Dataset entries
------------------------------------------------

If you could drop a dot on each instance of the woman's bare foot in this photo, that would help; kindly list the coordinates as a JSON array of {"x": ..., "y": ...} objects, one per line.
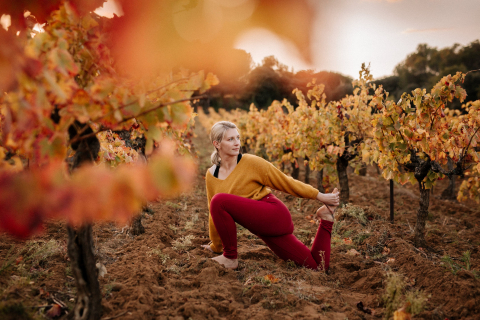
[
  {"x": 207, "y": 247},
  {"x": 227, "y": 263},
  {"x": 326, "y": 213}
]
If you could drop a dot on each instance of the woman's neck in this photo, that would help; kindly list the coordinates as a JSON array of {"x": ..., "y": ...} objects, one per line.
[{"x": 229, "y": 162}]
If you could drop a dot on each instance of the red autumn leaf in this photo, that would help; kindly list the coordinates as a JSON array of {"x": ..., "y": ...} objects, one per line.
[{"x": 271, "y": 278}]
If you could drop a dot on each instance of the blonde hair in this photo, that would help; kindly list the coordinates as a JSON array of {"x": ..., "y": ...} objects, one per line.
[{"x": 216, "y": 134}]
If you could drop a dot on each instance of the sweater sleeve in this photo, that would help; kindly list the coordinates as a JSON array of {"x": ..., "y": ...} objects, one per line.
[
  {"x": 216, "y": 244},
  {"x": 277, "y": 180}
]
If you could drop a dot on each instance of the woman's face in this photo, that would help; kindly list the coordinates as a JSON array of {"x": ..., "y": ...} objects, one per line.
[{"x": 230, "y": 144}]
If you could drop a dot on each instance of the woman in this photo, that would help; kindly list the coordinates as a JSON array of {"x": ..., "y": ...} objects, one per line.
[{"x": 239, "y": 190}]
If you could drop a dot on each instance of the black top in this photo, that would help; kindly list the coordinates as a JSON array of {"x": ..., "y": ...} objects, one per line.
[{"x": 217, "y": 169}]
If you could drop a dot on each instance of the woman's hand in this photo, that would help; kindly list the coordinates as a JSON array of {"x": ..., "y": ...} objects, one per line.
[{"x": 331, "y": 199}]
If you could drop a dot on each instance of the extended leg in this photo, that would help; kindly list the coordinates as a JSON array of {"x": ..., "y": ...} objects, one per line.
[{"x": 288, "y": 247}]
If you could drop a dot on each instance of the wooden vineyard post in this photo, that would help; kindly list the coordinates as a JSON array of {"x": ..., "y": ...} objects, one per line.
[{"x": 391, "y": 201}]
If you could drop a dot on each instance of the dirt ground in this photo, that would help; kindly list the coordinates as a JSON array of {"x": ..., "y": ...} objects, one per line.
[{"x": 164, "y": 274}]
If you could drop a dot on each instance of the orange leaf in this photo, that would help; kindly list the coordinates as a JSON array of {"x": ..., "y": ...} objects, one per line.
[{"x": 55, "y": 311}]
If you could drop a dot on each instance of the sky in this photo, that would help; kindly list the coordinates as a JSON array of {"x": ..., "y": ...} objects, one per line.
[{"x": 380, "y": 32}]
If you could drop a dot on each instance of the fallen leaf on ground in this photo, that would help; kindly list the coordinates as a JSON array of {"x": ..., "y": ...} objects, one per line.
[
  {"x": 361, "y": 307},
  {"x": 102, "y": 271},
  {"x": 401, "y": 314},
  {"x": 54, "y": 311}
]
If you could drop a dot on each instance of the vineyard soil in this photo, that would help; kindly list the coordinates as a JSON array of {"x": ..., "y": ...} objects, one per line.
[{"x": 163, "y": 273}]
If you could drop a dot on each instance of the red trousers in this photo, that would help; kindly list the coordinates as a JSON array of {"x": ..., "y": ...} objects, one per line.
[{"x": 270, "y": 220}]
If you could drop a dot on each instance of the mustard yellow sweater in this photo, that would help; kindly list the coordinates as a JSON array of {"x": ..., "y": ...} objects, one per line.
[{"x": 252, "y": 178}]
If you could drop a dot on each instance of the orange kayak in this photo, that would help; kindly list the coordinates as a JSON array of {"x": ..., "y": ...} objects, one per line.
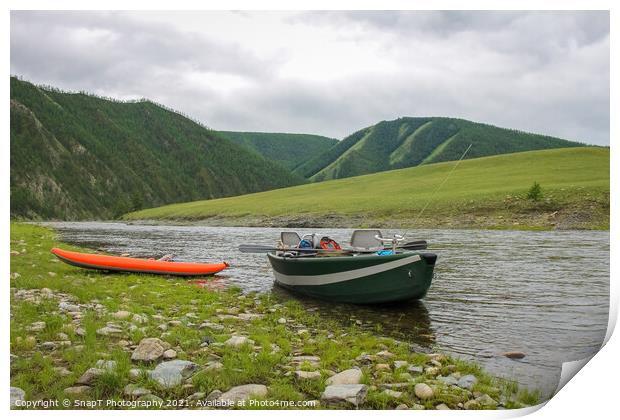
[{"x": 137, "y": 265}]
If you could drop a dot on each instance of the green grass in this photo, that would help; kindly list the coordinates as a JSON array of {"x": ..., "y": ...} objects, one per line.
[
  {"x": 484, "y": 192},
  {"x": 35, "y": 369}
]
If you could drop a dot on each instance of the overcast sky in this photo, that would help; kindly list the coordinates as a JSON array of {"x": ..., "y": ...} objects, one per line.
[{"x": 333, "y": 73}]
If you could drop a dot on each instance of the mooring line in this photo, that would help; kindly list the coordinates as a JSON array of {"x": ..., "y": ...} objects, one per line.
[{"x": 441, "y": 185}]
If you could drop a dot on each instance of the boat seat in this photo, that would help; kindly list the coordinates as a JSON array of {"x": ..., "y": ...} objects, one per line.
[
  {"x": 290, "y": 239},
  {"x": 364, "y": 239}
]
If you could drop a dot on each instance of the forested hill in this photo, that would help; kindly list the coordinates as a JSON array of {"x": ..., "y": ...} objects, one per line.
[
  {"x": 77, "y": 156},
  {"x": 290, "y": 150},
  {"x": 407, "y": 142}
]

------------------------------------------------

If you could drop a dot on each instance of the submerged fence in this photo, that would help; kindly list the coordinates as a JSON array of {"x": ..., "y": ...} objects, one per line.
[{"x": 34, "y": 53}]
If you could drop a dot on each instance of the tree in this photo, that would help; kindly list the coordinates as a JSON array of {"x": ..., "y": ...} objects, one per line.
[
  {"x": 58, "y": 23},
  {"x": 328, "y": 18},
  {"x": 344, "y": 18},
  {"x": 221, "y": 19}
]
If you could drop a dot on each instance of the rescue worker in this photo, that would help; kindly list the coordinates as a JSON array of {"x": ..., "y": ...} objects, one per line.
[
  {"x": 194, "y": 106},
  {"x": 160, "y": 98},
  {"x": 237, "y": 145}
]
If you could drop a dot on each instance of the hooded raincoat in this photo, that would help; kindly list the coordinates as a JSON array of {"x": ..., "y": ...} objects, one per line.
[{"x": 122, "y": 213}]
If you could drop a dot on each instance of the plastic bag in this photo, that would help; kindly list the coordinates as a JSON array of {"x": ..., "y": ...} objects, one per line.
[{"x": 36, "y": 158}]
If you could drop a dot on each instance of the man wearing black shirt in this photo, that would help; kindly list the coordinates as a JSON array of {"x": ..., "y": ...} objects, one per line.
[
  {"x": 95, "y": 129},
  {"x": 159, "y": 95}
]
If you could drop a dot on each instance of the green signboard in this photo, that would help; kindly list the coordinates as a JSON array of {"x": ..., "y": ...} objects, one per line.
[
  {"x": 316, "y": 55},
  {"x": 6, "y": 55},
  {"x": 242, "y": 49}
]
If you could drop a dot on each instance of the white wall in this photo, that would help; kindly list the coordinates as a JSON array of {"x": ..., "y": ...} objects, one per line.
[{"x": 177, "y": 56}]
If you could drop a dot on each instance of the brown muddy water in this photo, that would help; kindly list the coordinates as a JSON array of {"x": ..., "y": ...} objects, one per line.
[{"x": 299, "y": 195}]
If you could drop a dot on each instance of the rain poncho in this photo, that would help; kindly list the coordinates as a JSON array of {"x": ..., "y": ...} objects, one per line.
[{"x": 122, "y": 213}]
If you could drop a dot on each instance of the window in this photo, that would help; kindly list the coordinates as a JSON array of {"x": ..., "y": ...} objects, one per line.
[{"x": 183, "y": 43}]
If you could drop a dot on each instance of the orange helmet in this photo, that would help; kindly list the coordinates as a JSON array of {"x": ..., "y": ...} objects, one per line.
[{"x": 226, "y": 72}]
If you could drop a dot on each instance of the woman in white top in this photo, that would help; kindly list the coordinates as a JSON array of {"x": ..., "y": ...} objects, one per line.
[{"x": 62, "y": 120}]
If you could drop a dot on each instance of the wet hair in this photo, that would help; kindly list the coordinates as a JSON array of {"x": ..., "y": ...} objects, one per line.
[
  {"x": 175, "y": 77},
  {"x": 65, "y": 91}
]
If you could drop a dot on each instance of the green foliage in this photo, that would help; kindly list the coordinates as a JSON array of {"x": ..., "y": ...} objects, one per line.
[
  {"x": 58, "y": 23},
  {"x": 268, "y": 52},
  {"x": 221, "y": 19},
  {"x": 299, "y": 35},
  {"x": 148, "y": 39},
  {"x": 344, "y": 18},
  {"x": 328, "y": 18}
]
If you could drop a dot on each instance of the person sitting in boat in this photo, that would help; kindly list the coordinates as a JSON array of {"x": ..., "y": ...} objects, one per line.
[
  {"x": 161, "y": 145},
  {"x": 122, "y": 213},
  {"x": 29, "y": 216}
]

------------------------------------------------

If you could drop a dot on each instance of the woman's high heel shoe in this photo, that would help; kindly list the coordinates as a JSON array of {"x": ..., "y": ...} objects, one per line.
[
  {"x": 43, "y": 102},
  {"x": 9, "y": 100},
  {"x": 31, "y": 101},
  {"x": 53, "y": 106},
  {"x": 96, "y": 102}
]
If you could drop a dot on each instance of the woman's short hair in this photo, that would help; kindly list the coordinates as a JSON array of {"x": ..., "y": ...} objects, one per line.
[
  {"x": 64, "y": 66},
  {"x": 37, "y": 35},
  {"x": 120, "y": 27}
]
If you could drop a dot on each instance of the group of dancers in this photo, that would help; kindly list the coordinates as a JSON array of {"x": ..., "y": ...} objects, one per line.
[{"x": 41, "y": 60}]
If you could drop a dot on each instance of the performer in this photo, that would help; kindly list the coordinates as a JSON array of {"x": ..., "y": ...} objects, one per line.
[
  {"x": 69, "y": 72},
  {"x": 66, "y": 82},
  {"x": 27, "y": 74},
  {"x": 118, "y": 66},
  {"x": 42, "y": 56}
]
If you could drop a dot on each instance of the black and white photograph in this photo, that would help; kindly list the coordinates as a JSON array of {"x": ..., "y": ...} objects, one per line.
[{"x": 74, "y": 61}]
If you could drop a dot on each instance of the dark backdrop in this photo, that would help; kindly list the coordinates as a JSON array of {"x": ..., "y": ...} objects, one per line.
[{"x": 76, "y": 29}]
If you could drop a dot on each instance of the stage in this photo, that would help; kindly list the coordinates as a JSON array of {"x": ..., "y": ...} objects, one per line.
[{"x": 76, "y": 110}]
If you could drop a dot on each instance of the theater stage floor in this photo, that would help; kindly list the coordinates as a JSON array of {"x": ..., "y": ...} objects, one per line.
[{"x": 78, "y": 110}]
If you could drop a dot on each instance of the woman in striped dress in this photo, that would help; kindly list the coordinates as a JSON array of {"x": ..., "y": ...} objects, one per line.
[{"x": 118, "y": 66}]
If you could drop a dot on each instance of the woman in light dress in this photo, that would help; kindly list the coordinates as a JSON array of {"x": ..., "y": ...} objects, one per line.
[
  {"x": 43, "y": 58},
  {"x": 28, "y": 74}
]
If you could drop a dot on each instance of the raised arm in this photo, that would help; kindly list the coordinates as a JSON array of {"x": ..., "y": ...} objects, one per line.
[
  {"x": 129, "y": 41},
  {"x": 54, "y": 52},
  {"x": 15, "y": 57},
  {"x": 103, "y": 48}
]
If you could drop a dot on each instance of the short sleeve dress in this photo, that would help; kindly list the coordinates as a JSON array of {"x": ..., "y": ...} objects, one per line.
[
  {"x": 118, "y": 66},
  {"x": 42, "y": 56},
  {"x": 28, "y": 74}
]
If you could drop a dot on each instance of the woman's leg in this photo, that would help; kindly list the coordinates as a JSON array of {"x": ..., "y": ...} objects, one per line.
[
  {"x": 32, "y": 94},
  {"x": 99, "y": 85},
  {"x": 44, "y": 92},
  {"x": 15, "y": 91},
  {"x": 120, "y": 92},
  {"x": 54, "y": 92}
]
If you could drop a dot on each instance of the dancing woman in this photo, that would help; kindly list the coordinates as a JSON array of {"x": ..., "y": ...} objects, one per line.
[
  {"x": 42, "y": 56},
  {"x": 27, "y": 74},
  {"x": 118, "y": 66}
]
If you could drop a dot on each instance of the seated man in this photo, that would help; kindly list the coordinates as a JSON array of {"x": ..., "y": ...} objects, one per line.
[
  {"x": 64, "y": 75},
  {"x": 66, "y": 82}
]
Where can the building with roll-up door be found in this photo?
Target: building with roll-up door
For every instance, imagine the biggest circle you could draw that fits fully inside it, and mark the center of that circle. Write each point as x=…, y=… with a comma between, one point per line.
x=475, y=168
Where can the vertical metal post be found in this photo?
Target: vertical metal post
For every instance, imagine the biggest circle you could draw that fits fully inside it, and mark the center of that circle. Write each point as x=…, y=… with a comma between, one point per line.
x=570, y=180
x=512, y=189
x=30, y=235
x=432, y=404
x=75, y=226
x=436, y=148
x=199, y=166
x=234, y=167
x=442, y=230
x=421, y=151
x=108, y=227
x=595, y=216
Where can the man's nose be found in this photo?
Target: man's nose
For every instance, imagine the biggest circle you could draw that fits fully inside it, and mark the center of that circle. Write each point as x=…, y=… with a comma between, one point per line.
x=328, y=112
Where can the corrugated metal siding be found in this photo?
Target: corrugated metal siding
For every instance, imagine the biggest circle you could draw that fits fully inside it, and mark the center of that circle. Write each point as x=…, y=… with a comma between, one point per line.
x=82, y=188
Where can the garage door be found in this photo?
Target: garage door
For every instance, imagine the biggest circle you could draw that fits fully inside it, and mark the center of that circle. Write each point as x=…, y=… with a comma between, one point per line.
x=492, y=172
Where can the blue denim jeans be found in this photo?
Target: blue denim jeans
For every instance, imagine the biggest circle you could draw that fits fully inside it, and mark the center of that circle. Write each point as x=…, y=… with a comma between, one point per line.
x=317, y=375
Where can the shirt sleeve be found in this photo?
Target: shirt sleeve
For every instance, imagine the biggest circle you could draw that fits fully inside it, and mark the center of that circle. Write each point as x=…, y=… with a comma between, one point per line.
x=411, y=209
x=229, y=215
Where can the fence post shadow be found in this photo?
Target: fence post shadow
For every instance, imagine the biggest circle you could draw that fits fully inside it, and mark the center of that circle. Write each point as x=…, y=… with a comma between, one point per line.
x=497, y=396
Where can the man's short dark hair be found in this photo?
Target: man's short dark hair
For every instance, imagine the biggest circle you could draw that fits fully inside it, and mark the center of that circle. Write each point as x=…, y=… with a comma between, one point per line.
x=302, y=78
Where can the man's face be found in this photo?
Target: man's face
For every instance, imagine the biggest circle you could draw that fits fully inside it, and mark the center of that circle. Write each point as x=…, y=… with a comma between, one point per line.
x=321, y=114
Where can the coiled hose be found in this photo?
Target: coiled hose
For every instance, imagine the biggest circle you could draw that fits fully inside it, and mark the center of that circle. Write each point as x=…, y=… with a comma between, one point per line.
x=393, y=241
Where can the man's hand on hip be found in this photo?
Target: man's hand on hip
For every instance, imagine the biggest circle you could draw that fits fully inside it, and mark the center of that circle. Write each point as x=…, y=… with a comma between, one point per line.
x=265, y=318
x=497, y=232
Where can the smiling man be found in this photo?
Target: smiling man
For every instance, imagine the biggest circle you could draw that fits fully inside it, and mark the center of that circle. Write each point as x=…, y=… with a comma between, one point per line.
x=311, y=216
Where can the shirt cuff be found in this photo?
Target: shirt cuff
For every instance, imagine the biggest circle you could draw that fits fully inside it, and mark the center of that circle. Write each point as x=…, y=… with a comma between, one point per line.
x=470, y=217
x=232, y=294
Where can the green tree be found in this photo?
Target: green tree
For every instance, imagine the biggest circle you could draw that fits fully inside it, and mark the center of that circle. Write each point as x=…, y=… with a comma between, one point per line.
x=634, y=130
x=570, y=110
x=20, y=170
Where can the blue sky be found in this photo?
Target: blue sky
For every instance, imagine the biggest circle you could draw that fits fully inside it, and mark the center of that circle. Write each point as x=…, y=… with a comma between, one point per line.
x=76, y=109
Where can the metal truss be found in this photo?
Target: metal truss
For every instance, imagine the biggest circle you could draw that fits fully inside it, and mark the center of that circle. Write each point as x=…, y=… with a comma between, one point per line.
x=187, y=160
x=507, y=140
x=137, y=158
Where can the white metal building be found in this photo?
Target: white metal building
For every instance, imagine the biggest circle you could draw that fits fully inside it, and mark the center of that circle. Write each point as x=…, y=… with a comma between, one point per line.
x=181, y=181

------------------------------------------------

TASK DESCRIPTION
Would you please copy exactly the part of the entries above that begins at the line containing "Target: corrugated metal siding" and ends at the line containing "Target: garage door", both lines included?

ANSWER BOX
Target: corrugated metal siding
For every instance, imagine the biggest circle you could draw that fits fully inside it, and mark the center of that circle. Write each point as x=…, y=… with a comma between, one point per line.
x=82, y=188
Where can the garage door be found in this photo?
Target: garage door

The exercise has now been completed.